▶ **PROBLEM TO WORK ON**
Reproduce the lines below with every occurrence of "pound symbol" replaced by "pound sign", leaving all other text unchanged.

Collected data

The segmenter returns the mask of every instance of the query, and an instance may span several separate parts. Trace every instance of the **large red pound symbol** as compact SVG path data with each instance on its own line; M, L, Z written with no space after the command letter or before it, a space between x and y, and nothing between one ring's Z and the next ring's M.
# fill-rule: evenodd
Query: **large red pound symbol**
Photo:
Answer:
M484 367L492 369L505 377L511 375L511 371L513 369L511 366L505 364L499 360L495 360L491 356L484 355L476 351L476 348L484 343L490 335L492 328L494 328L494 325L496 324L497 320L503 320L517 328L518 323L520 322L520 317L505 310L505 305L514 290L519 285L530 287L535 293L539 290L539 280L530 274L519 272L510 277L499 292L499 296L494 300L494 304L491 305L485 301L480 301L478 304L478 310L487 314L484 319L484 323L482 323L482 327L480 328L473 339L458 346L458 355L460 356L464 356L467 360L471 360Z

▶ **REPLY**
The segmenter returns the mask of every instance of the query, and an instance may span several separate parts. Trace every instance of the **large red pound sign** as compact SVG path data with each instance on its own line; M, L, Z written with no space after the command letter or before it, a space between x and y, and nothing between one ring's Z and the next ring's M.
# fill-rule: evenodd
Query: **large red pound sign**
Photo:
Answer:
M484 367L492 369L505 377L511 375L511 371L513 369L511 366L505 364L499 360L495 360L491 356L484 355L476 351L476 348L484 343L490 335L492 328L494 328L494 325L496 324L497 320L503 320L517 328L518 323L520 322L520 317L505 310L505 305L514 290L519 285L530 287L535 293L539 290L539 280L530 274L519 272L510 277L499 292L499 296L494 300L494 304L491 305L485 301L480 301L478 304L478 310L487 314L484 319L484 323L482 323L482 327L480 328L473 339L458 346L458 355L460 356L464 356L467 360L471 360Z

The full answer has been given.